DIRECTION:
Send back the records in full, character for character.

EXTRACTED RECORDS:
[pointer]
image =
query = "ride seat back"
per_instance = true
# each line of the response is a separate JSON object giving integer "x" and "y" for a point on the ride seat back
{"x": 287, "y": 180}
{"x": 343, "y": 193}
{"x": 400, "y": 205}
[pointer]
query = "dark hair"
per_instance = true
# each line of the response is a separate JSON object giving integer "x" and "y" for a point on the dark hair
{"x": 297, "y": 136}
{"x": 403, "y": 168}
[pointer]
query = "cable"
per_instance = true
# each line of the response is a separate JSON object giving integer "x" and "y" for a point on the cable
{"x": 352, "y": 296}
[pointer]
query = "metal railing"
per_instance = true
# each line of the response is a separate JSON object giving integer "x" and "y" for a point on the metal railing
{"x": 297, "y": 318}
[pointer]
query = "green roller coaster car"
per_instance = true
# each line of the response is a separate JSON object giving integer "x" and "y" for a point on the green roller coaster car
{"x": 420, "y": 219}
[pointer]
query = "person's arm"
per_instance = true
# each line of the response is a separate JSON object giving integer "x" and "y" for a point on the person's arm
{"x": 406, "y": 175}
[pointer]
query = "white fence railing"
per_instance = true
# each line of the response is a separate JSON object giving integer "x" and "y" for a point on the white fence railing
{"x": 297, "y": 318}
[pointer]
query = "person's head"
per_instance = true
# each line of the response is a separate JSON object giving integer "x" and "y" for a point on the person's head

ANSWER FOR THE TASK:
[pointer]
image =
query = "ride seat back"
per_instance = true
# each line of the response is a separate JSON object giving integer "x" and "y" for a point on the ride seat back
{"x": 287, "y": 180}
{"x": 343, "y": 193}
{"x": 400, "y": 205}
[pointer]
query = "dark hair"
per_instance = true
# each line of the response is a separate JSON object giving integer "x" and "y" for a point on the dark hair
{"x": 297, "y": 136}
{"x": 403, "y": 168}
[pointer]
query = "cable"
per_instance = true
# each line of the response is a separate JSON object giving integer "x" and "y" for a point on the cable
{"x": 352, "y": 296}
[pointer]
query = "metal railing"
per_instance = true
# each line of the response is a separate JSON object giving integer "x" and "y" for a point on the metal railing
{"x": 297, "y": 318}
[pointer]
query = "green roller coaster car"
per_instance = true
# each line of the response is a separate JSON object giving integer "x" and "y" for a point on the green roller coaster car
{"x": 420, "y": 219}
[pointer]
query = "person's arm"
per_instance = true
# each line of the response is a separate JSON object giving integer "x" and "y" for a point on the person's arm
{"x": 406, "y": 175}
[pointer]
query = "white fence railing"
per_instance = true
# each line of the response is a separate JSON object giving integer "x" and "y" for a point on the white fence railing
{"x": 297, "y": 318}
[pointer]
query = "person's head"
per_instance = true
# each line of the response is a separate JSON object giving integer "x" and "y" for a point on the person's head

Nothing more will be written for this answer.